** begin Data in this exercise **

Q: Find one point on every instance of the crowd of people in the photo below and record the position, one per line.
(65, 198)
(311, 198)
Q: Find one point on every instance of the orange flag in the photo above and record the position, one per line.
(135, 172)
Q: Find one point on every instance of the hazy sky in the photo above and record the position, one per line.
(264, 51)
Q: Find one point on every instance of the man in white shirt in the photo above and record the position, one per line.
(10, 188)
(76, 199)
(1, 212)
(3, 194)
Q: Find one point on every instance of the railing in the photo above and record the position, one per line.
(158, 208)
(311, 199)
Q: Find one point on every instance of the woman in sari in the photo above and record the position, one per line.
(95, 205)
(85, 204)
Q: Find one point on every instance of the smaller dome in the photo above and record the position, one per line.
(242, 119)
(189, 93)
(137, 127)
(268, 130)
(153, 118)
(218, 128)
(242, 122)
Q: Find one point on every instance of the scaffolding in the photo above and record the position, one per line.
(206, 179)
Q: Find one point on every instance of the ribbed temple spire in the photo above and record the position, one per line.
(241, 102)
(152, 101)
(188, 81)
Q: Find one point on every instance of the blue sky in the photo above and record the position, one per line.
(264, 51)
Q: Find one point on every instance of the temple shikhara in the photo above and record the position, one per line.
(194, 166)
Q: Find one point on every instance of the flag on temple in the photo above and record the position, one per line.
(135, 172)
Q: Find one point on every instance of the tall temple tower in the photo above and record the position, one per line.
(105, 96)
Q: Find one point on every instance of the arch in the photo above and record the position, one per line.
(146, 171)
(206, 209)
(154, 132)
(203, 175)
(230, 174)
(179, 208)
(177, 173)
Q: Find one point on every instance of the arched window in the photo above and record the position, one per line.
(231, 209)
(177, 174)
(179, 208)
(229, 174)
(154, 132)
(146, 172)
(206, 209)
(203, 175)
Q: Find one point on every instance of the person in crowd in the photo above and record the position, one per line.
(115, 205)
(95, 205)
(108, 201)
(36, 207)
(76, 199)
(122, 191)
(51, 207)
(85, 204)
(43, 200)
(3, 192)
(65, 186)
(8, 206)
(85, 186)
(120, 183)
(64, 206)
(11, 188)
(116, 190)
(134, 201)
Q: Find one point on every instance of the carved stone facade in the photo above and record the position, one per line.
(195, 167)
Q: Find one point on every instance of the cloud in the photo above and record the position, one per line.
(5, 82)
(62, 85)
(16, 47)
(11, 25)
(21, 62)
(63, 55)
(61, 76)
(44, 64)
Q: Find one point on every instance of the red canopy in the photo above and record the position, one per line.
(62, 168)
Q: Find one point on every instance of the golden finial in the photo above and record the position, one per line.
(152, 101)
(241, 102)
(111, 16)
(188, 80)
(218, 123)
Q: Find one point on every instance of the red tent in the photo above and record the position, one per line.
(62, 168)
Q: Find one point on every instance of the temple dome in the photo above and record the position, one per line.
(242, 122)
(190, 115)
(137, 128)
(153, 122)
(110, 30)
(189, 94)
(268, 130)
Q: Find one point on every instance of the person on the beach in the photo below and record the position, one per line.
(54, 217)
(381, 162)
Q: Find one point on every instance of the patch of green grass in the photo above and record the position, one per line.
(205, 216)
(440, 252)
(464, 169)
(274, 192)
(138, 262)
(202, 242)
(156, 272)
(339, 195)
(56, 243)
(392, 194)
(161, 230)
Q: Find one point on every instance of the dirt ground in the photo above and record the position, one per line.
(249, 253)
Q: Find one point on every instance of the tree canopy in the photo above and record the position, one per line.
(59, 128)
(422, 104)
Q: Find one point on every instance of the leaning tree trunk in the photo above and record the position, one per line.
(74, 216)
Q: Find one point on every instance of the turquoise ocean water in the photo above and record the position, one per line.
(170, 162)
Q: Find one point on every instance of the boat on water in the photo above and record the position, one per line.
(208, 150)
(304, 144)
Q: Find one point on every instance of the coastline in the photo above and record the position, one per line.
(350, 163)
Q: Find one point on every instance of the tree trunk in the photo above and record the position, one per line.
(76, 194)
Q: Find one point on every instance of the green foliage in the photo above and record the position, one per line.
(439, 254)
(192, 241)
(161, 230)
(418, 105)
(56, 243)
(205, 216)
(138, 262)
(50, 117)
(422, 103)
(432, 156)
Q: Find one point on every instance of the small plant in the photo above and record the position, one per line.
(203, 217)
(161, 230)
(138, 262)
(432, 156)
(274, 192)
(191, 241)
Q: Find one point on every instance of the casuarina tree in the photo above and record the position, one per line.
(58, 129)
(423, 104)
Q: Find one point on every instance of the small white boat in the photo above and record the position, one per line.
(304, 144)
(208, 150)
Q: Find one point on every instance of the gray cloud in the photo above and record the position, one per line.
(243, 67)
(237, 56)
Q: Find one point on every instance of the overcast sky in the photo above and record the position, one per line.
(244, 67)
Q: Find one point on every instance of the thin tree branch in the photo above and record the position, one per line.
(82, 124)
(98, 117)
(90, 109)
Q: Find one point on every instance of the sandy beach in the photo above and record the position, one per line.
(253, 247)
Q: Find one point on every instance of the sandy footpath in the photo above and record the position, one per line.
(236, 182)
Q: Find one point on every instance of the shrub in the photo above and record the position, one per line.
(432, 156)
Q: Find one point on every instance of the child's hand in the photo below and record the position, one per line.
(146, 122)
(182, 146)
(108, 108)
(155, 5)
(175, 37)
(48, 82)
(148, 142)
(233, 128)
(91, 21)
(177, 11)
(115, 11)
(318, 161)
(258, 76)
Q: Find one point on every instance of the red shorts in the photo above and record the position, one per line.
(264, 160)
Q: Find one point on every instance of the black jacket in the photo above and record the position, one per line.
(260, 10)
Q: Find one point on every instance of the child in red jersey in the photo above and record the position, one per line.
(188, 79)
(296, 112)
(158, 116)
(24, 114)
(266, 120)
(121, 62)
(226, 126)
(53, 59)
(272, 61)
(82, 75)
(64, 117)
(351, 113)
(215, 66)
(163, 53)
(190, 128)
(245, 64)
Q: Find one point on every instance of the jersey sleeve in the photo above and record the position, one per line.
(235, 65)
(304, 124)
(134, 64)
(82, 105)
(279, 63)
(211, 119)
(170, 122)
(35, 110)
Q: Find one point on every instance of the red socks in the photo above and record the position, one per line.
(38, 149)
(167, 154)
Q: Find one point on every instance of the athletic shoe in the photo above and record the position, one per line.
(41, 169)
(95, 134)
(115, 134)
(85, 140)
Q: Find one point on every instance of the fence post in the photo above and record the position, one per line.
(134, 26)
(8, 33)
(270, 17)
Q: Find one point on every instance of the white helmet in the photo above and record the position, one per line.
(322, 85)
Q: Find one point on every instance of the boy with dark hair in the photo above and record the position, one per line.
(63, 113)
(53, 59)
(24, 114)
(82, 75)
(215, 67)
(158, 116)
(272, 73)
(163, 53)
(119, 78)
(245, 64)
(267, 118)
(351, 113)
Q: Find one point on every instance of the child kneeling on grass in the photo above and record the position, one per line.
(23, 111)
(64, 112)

** end Data in this exercise **

**What this task involves**
The records above are to be repeated exactly, in their entirety.

**Result of the exercise**
Q: Find one point on every instance of the crowd of people in the photo below and record the position, one per line.
(65, 198)
(311, 198)
Q: Find one point on every instance of the orange flag in the photo above and record the position, one per line.
(135, 172)
Q: Find one point on every instance of the hazy sky in the photo above and record the position, one per line.
(264, 51)
Q: Find one point on every instance of the man in white shirt in the photo above and record the position, one per line.
(10, 188)
(76, 199)
(1, 212)
(3, 194)
Q: Find one point on every instance of the railing in the photo above and record the position, one per line.
(158, 208)
(311, 199)
Q: Find one point on every instance of the woman in sari in the photo above and record the position, one per line.
(95, 205)
(85, 204)
Q: Find one point on every instance of the smaller dome in the photo above and record the position, one per line.
(242, 119)
(189, 93)
(137, 127)
(268, 130)
(153, 118)
(218, 128)
(242, 122)
Q: Find one point on every instance of the scaffolding in the photo above and record the position, one per line.
(206, 179)
Q: Find one point on every instance of the ribbed temple spire in the photo above and record the position, one per line.
(241, 102)
(152, 101)
(188, 81)
Q: Find one point on every instance of the blue sky in the photo above and record the position, one per line.
(264, 51)
Q: Find one point on every instance of the temple shikhara in the photo above and record the position, one per line.
(194, 166)
Q: Find one point on every instance of the flag on temple in the photo above and record the position, one per line.
(135, 172)
Q: Find one point on every instance of the tall temple tower in the photo above and record the position, one per line.
(105, 96)
Q: Find one point on every instance of the arch in the photo above and record the position, one per line.
(146, 171)
(206, 209)
(154, 132)
(203, 175)
(230, 174)
(179, 208)
(177, 173)
Q: Find one point on every instance of the arched window in the photo above and record the position, one per line.
(231, 209)
(177, 174)
(179, 208)
(229, 174)
(154, 132)
(146, 172)
(206, 209)
(203, 175)
Q: Find one point on every instance of the person in crowd in the photo above and record the position, one per line.
(115, 205)
(95, 205)
(108, 201)
(36, 207)
(76, 199)
(122, 191)
(51, 207)
(85, 204)
(43, 200)
(3, 192)
(65, 186)
(8, 206)
(85, 186)
(120, 183)
(64, 206)
(11, 188)
(116, 190)
(134, 201)
Q: Find one point on every instance of the carved stone facade in the photo above and record the position, one per line.
(195, 167)
Q: Find one point on every instance of the cloud in the photo above and record the position, one per line.
(5, 82)
(62, 85)
(16, 47)
(11, 25)
(21, 62)
(63, 55)
(61, 76)
(44, 64)
Q: Find one point on every instance of the red canopy in the photo above and record the position, one per line.
(62, 168)
Q: Find one point on every instance of the golden finial in the photo above and record the position, one per line.
(152, 101)
(241, 102)
(111, 16)
(188, 80)
(218, 123)
Q: Find one point on every instance of the red tent in the photo above and record the position, one per line.
(62, 168)
Q: Find one point on every instance of the temple dome in the photo above and record the position, one per line.
(242, 122)
(190, 115)
(137, 128)
(153, 122)
(110, 30)
(189, 94)
(268, 130)
Q: Find one point on every instance of the person on the beach in the photo below and record the position, one per line.
(54, 217)
(381, 162)
Q: Find one point on every instance of the patch of green grass in the photo above and record the position, one per line.
(205, 216)
(440, 252)
(464, 169)
(274, 192)
(138, 262)
(202, 242)
(156, 272)
(339, 195)
(56, 243)
(392, 194)
(161, 230)
Q: Find one point on every instance of the dirt ground in the photo above and record the position, one per line.
(249, 253)
Q: Find one point on every instance of the tree canopy in the photo above and record the position, one per line.
(59, 128)
(422, 104)
Q: Find one point on every instance of the leaning tree trunk in the photo above and record the position, one per line.
(74, 216)
Q: Find one point on every instance of the turquoise ocean water in the photo above and record the position, one per line.
(170, 162)
Q: Find one point on every instance of the boat on water in the photo above and record the position, one per line.
(208, 150)
(304, 144)
Q: Find one point on every instance of the coastline in the photo above and record the position, one per line.
(350, 163)
Q: Find one point on every instance of the tree trunk in the photo above and record the position, one per line.
(76, 194)
Q: Find one point on every instance of the green foliage in the photo above and record the position, one per line.
(439, 254)
(192, 241)
(161, 230)
(418, 105)
(56, 243)
(205, 216)
(138, 262)
(50, 117)
(422, 103)
(432, 156)
Q: Find one point on every instance of the small plant in the photo above and record the position, one per line.
(203, 217)
(161, 230)
(138, 262)
(432, 156)
(274, 192)
(191, 241)
Q: Find one point on every instance of the casuarina tree in the photo above and record the position, one per line.
(58, 129)
(423, 104)
Q: Find one point on every instance of the small white boat in the photo above and record the position, one per line.
(304, 144)
(208, 150)
Q: Find one point on every instance of the gray cloud in the photo above and record the position, one per line.
(243, 67)
(237, 56)
Q: Find one point on every instance of the overcast sky in the photo above and record the position, one per line.
(244, 67)
Q: Find one point on every instance of the thin tree branch in the photo above and record the position, one per line.
(82, 124)
(98, 117)
(90, 109)
Q: Find one point on every instance of the sandy beach in the photo above and record the position, one per line.
(253, 247)
Q: Find one point on every instance of the sandy footpath in the photo above and record the position, one per line.
(236, 182)
Q: Find one point on every instance of the shrub in the photo above and record the position, one per line.
(432, 156)
Q: Find one point on every instance of the child's hand in the photo below and record the position, one per line.
(146, 122)
(182, 146)
(108, 108)
(155, 5)
(175, 37)
(48, 82)
(148, 142)
(233, 128)
(91, 21)
(177, 11)
(115, 11)
(318, 161)
(258, 76)
Q: Find one point on every instance of the red shorts in the photo above and record the position, one per line.
(264, 160)
Q: Find one point on every instance of the black jacket in the photo above and record the position, one per line.
(260, 10)
Q: Find one point on every instance of the child in red jersey in the photo above and record the position, one per line.
(188, 79)
(296, 112)
(158, 116)
(24, 114)
(266, 120)
(121, 62)
(226, 126)
(53, 59)
(272, 61)
(82, 75)
(64, 117)
(351, 113)
(215, 66)
(163, 53)
(190, 128)
(245, 64)
Q: Find one point on every instance of the jersey sleeve in the photo above and record the position, one per line.
(235, 65)
(304, 124)
(134, 64)
(82, 105)
(279, 63)
(211, 119)
(170, 122)
(35, 110)
Q: Find one point on every instance of the red socks in the photo above and record the position, one per line.
(38, 149)
(167, 154)
Q: Find one point on every instance of the athletic shoe in the photo above and record the position, one per line.
(41, 169)
(95, 134)
(115, 134)
(85, 140)
Q: Find one point on every instance of the fence post in the photo above and record the position, one per line.
(134, 26)
(8, 33)
(270, 17)
Q: Find one point on every instance of the white helmet in the photo above and record the position, one per line.
(322, 85)
Q: Find one point on every instance of the boy with dark hair in the photo above and record the position, one per line.
(63, 113)
(53, 59)
(24, 114)
(82, 75)
(215, 67)
(158, 116)
(272, 73)
(163, 53)
(119, 78)
(245, 64)
(267, 118)
(351, 113)
Q: Find one point on every instance of the child kneeling on grass in the photo above and record the position, one per line.
(23, 111)
(64, 112)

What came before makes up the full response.